#### PROMPT
Pull every line of text from the records below, unchanged and word for word, and leave the pictures out of your answer.

#### THE DATA
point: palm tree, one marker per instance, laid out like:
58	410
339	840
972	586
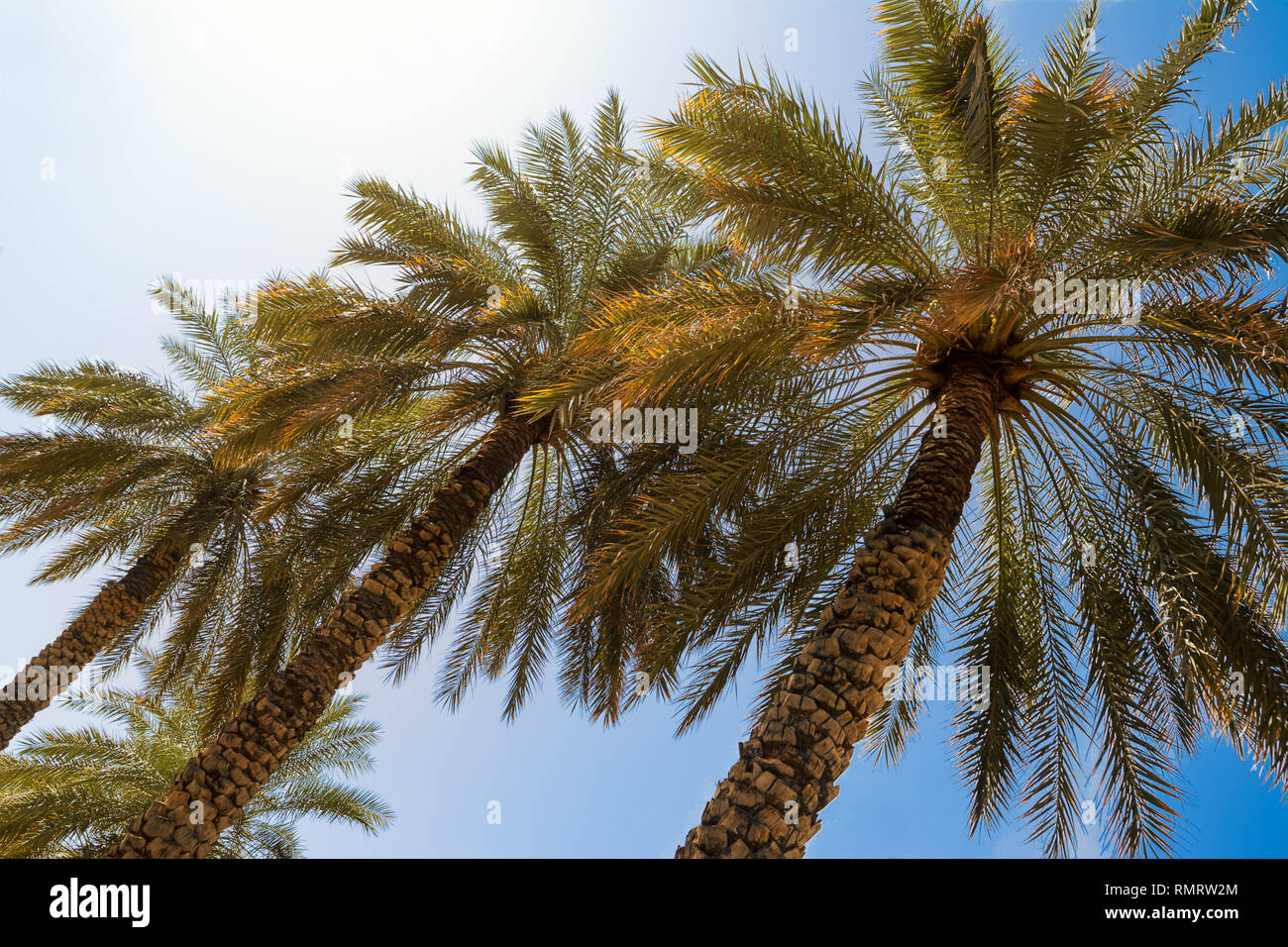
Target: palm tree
1126	565
407	412
134	474
71	792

#### EXPECTED ANSWER
point: palm tree, one marker per instance, laid out like:
58	410
339	840
972	586
Target: palm tree
1126	565
407	412
134	474
71	792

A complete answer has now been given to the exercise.